INPUT —
-- Start --

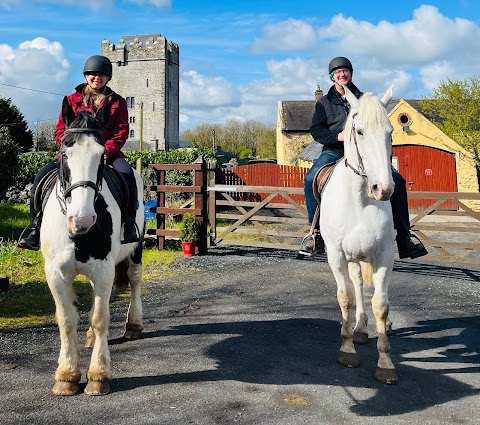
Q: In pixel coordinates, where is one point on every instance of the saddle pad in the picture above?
(321, 179)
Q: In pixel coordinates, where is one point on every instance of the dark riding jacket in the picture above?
(329, 118)
(115, 126)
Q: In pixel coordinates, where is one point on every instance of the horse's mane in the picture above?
(371, 111)
(83, 120)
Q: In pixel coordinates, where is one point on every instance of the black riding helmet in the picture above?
(339, 62)
(98, 63)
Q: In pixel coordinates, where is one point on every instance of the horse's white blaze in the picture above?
(81, 215)
(356, 224)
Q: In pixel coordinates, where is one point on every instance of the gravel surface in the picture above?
(251, 336)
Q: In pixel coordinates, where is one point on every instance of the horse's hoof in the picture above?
(360, 338)
(348, 359)
(90, 342)
(386, 376)
(65, 388)
(97, 388)
(132, 334)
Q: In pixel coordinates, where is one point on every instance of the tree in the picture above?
(9, 158)
(455, 108)
(11, 117)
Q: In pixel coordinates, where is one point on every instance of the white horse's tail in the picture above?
(367, 273)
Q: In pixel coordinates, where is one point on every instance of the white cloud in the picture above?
(33, 67)
(156, 3)
(286, 36)
(200, 91)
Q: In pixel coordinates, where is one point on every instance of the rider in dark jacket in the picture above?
(94, 96)
(327, 128)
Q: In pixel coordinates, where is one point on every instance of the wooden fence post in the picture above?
(212, 202)
(200, 179)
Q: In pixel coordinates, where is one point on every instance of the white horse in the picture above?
(357, 226)
(81, 234)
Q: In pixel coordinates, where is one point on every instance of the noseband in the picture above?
(64, 176)
(360, 170)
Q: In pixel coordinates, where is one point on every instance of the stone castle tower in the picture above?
(146, 74)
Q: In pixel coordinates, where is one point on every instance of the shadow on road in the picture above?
(303, 351)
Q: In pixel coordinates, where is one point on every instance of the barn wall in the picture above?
(423, 132)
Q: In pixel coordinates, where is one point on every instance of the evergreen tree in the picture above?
(11, 117)
(9, 158)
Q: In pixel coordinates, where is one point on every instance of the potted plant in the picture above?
(188, 234)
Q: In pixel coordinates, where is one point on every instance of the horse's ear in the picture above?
(103, 114)
(351, 98)
(67, 112)
(387, 97)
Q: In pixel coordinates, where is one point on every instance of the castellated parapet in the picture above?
(146, 74)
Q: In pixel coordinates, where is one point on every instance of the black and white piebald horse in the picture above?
(81, 234)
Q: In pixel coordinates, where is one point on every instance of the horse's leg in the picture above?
(360, 333)
(348, 355)
(385, 369)
(68, 374)
(99, 375)
(133, 327)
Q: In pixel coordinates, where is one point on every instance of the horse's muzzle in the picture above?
(379, 193)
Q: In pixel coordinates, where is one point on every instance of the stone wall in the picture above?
(146, 74)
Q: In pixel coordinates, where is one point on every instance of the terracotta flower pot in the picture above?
(188, 249)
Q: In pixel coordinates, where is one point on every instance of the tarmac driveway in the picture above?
(251, 337)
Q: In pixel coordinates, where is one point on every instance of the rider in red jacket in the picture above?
(96, 97)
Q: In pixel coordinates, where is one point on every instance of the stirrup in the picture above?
(134, 239)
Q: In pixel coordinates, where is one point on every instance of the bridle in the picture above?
(360, 170)
(64, 176)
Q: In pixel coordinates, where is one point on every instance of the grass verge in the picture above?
(28, 302)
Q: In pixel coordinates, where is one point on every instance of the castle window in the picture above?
(130, 102)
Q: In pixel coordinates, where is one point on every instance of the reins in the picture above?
(360, 171)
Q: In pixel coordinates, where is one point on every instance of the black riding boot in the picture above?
(130, 230)
(406, 247)
(32, 241)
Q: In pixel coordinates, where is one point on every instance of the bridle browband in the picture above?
(360, 171)
(65, 187)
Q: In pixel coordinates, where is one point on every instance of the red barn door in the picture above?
(426, 169)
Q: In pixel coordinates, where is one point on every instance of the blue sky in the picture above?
(239, 58)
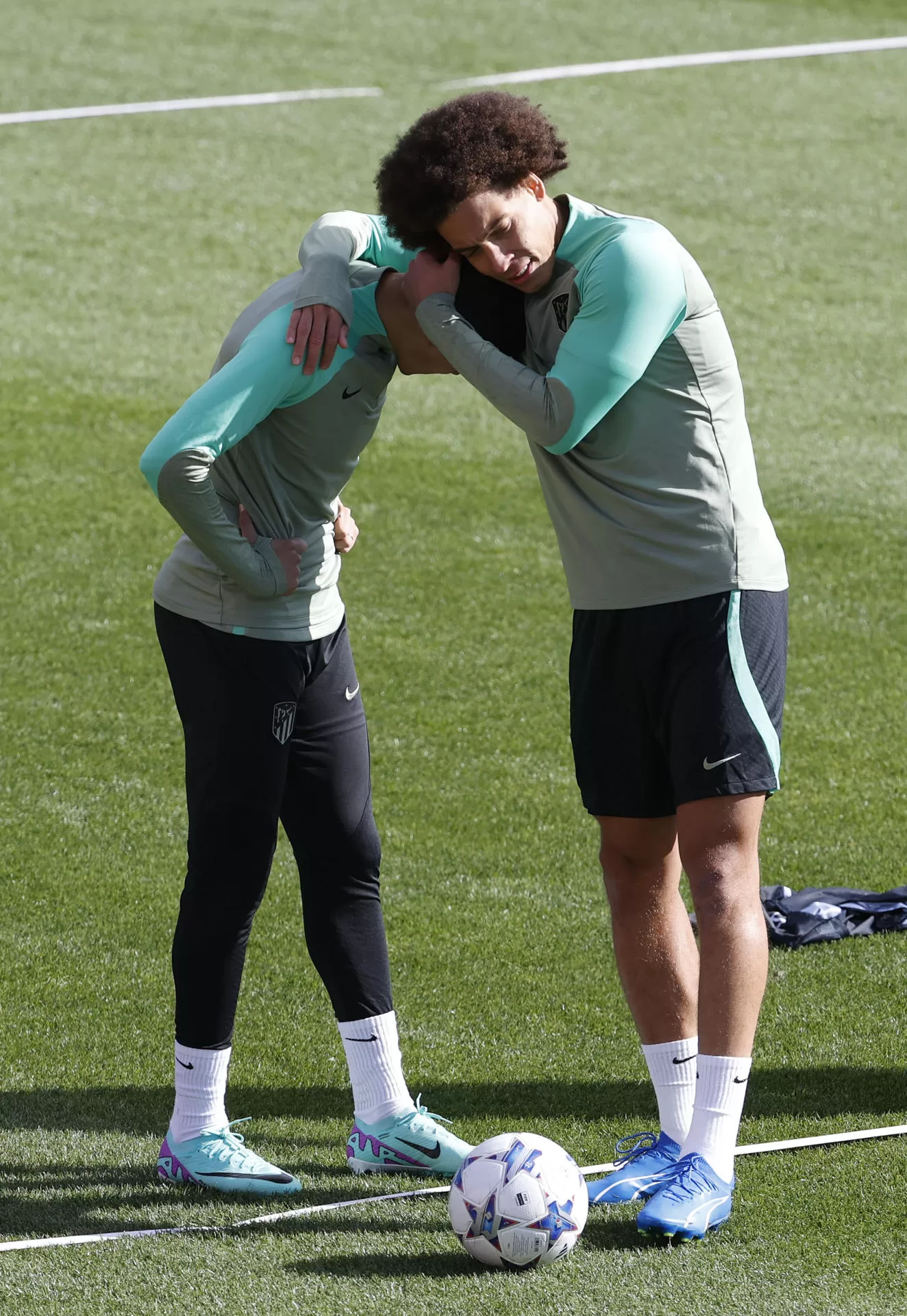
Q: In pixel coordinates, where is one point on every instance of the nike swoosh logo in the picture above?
(430, 1152)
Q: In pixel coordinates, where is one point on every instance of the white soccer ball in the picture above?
(518, 1201)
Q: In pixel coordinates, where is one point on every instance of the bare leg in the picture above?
(654, 942)
(719, 849)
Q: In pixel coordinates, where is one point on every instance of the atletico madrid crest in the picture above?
(282, 724)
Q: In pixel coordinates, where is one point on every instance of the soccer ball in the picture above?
(518, 1201)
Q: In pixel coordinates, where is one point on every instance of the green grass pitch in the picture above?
(128, 245)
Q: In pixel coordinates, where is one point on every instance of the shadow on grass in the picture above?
(61, 1199)
(601, 1234)
(94, 1197)
(818, 1093)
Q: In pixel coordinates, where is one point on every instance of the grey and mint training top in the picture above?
(283, 444)
(632, 400)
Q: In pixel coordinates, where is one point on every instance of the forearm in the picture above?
(186, 490)
(542, 407)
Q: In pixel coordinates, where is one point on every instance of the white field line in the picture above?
(614, 66)
(161, 107)
(708, 57)
(277, 1217)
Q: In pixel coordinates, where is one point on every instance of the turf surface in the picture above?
(129, 244)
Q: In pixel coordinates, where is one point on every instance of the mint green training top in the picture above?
(630, 396)
(283, 444)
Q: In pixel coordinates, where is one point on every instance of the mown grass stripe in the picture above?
(161, 107)
(706, 57)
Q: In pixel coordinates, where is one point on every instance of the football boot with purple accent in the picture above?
(642, 1162)
(220, 1160)
(413, 1144)
(688, 1204)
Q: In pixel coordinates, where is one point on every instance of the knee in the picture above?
(630, 873)
(723, 890)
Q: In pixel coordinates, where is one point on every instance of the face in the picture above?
(510, 236)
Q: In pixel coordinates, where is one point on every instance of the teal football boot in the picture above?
(410, 1143)
(220, 1160)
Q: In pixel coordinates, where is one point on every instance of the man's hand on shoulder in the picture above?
(314, 333)
(346, 532)
(426, 276)
(288, 552)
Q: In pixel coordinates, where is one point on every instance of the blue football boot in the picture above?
(688, 1204)
(643, 1161)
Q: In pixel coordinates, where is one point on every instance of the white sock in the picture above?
(376, 1070)
(719, 1095)
(200, 1091)
(672, 1069)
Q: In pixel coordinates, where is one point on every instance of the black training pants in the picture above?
(275, 731)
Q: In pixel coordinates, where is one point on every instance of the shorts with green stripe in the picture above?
(679, 702)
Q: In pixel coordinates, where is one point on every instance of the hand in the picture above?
(316, 332)
(290, 552)
(346, 532)
(426, 276)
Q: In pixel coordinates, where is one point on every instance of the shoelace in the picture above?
(632, 1147)
(689, 1181)
(233, 1148)
(422, 1115)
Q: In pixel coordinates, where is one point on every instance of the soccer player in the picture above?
(254, 636)
(632, 400)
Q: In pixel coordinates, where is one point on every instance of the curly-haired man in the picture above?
(632, 399)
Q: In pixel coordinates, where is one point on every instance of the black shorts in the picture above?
(679, 702)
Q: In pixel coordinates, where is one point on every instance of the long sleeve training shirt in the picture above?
(632, 400)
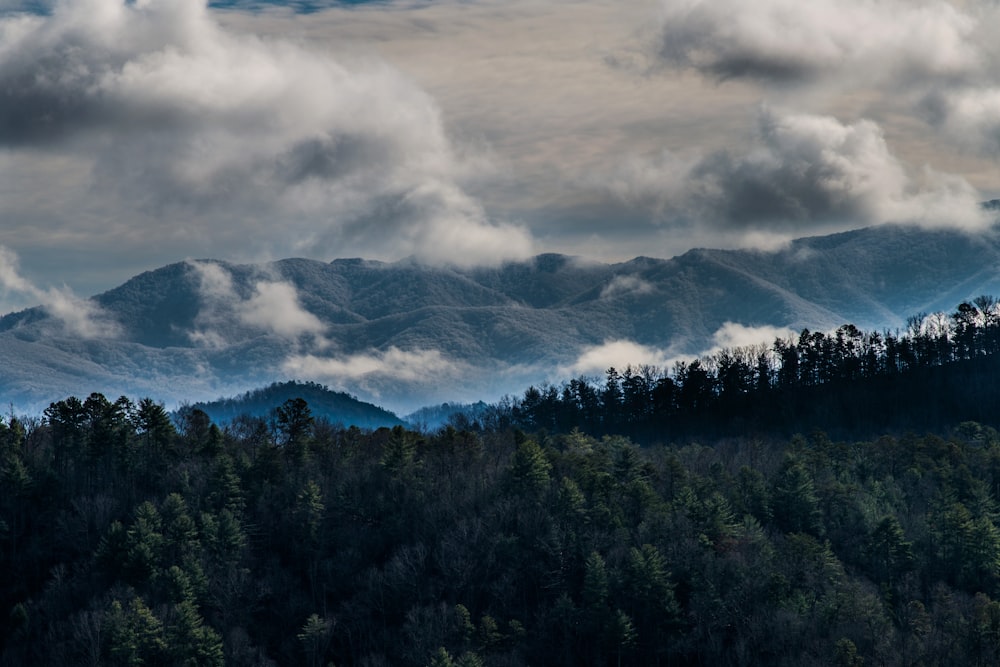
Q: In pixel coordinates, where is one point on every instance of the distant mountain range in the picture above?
(406, 335)
(336, 407)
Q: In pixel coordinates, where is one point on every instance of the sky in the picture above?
(137, 134)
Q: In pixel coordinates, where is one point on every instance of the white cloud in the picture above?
(78, 317)
(194, 133)
(733, 335)
(793, 42)
(803, 172)
(272, 308)
(370, 369)
(626, 284)
(275, 307)
(596, 359)
(968, 116)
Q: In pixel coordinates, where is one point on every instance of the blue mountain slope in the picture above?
(406, 335)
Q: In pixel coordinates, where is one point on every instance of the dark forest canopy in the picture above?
(941, 370)
(129, 538)
(336, 406)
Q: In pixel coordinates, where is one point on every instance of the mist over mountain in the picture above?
(405, 335)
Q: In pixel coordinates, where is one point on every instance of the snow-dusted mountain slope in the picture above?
(406, 335)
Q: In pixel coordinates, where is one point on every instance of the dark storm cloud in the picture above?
(190, 131)
(791, 42)
(802, 172)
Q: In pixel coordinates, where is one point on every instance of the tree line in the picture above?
(935, 372)
(130, 536)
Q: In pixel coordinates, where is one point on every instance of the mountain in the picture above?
(406, 335)
(335, 406)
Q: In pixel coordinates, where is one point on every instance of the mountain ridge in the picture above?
(412, 335)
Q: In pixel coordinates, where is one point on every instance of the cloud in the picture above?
(790, 42)
(803, 173)
(625, 284)
(968, 116)
(369, 370)
(78, 317)
(596, 359)
(273, 307)
(192, 133)
(734, 335)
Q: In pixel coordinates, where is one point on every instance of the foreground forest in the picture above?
(527, 537)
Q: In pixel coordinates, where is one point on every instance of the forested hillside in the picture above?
(129, 539)
(940, 371)
(334, 406)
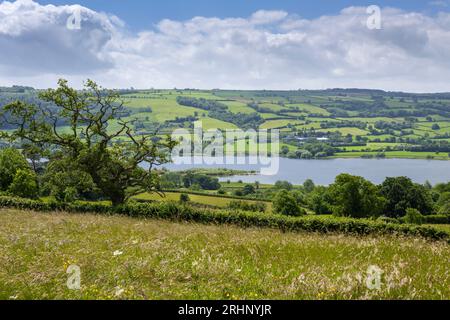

-- End --

Count the lines in the rows above that contain the string "riding", with case counting, and give only the number.

3